[[ DATA SUPPLIED open ]]
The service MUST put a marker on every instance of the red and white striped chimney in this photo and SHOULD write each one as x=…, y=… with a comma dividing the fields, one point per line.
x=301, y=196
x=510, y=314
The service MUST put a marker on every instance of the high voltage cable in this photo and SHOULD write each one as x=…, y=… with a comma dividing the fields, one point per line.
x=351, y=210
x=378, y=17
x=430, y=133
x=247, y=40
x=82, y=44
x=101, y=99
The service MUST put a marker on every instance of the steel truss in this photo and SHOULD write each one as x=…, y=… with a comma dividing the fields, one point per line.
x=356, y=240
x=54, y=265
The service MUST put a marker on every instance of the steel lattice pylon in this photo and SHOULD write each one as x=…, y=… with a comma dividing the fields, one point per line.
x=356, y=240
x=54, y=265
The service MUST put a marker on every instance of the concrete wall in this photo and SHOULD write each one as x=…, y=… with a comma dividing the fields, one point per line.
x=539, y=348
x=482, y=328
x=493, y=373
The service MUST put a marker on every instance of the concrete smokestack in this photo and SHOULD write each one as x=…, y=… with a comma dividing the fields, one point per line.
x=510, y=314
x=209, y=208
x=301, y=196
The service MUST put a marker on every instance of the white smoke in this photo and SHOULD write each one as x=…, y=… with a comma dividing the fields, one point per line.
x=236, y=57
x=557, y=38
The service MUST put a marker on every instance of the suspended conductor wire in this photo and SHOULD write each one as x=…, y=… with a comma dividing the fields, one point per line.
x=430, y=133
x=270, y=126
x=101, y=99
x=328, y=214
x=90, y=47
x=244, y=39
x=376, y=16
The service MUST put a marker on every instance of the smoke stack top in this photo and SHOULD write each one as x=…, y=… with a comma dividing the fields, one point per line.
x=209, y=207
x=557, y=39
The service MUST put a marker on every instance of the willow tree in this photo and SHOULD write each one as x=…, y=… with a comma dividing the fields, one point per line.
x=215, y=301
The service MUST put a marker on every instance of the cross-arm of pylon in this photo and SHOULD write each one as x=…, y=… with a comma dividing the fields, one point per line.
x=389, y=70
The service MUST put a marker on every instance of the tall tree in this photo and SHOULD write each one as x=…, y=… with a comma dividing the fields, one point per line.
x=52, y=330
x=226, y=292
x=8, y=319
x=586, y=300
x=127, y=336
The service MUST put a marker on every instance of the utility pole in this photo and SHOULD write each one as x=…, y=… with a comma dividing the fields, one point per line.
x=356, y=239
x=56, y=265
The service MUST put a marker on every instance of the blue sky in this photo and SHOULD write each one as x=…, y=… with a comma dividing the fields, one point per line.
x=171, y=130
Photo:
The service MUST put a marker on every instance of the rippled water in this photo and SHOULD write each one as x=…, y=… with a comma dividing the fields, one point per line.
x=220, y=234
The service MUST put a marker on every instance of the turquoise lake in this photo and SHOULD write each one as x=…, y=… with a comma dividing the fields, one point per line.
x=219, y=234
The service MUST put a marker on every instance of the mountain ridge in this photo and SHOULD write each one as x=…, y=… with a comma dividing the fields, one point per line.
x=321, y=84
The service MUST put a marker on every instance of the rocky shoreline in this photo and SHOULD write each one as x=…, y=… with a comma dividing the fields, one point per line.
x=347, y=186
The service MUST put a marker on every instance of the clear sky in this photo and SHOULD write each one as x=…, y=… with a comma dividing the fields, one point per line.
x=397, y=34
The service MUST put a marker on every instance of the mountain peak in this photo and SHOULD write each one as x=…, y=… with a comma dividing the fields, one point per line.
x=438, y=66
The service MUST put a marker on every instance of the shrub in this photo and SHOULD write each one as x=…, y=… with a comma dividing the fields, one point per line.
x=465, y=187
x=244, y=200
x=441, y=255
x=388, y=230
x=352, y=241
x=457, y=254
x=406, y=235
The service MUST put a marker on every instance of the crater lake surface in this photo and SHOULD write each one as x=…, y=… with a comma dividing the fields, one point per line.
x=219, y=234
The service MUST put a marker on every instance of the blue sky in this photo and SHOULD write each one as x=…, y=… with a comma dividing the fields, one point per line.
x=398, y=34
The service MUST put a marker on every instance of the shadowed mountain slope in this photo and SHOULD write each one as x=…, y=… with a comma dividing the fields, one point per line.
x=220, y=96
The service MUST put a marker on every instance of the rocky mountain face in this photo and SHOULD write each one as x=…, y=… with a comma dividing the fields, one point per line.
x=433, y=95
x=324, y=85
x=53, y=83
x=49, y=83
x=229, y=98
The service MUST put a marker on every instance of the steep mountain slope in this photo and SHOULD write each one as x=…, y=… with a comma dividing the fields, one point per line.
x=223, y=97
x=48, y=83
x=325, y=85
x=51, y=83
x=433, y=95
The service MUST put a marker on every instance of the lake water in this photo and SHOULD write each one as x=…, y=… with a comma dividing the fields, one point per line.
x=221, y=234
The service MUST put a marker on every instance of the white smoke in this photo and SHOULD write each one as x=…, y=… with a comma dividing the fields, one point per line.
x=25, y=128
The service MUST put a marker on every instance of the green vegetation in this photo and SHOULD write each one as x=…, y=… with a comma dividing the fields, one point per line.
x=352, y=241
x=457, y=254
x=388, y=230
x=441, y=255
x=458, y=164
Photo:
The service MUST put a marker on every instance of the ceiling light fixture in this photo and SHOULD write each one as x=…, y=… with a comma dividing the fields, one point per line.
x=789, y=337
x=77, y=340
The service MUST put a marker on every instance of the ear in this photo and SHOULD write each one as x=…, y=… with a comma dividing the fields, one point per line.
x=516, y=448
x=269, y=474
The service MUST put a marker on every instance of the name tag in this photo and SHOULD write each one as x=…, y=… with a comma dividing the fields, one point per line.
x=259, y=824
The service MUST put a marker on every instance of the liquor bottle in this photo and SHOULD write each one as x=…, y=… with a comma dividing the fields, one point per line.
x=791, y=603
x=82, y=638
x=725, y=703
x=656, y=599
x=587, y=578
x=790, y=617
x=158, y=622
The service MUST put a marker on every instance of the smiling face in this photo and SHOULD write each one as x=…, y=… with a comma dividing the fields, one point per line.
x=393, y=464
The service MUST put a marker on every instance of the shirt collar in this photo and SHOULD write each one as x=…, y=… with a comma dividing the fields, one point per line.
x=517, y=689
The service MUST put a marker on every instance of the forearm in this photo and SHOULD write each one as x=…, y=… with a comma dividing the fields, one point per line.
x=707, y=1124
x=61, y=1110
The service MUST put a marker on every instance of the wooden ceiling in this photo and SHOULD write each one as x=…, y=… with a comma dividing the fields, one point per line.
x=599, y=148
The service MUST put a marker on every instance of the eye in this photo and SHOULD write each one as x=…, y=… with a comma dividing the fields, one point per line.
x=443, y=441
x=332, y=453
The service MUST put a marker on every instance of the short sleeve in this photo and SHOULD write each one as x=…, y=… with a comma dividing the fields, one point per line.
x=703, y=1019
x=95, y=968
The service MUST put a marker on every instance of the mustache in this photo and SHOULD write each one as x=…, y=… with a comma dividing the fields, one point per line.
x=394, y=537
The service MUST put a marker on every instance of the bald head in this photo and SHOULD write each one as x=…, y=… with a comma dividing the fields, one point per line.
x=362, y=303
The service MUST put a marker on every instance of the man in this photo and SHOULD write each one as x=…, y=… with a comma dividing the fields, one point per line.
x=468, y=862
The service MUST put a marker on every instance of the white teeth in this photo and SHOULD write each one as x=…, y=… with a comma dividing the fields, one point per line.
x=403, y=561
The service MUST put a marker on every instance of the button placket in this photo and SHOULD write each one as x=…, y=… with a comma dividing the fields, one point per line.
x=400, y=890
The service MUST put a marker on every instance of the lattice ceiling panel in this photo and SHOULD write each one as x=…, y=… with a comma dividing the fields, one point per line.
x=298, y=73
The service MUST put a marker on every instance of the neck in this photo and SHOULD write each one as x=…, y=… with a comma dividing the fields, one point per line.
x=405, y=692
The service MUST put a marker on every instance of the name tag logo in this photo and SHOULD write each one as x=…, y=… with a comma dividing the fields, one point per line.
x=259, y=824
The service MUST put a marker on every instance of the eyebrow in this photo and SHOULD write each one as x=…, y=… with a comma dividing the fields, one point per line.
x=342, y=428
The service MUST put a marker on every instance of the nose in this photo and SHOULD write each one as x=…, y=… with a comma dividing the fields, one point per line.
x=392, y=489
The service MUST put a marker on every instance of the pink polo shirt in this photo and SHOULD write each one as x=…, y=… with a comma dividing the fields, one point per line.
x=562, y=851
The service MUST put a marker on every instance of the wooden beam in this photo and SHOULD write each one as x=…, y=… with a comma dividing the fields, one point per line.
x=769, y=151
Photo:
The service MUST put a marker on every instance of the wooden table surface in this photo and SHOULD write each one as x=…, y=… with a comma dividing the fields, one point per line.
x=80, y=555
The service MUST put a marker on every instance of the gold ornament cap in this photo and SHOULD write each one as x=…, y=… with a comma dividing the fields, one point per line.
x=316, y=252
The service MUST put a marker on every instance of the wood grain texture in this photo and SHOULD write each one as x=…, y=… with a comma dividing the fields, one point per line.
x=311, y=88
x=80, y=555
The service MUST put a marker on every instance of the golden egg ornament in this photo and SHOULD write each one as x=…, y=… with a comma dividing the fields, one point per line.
[[ DATA SUPPLIED closed ]]
* AIM OF THE EXERCISE: All lines from the one with "of the pink" through the end of the data must be repeated exactly, and nothing else may be repeated.

* EXPECTED ANSWER:
The service MUST put a marker on every instance of the pink polo shirt in this photo and SHOULD write each one as x=…, y=… with a comma dividing the fields, one point per line.
x=562, y=851
The service MUST put a marker on every instance of the wooden beam in this photo and SHOULD write each one as x=…, y=… with a comma dividing the fields, one point per line.
x=769, y=151
Photo:
The service MUST put a marker on every instance of the wooden table surface in this photo and SHOULD write each one as x=…, y=… with a comma dividing the fields, one point per line.
x=80, y=555
The service MUST put a marker on every instance of the gold ornament cap in this photo and SHOULD write each one as x=…, y=… with a comma dividing the fields, one point per line.
x=316, y=252
The service MUST put a marker on every instance of the wood grain texture in this photo and SHOULD write each one as x=…, y=… with a comma dividing the fields, one point per line.
x=311, y=88
x=80, y=555
The service MUST put a marker on every instance of the golden egg ornament in this photo and SHOULD write each one as x=…, y=… with a comma dividing the fields, one point per line.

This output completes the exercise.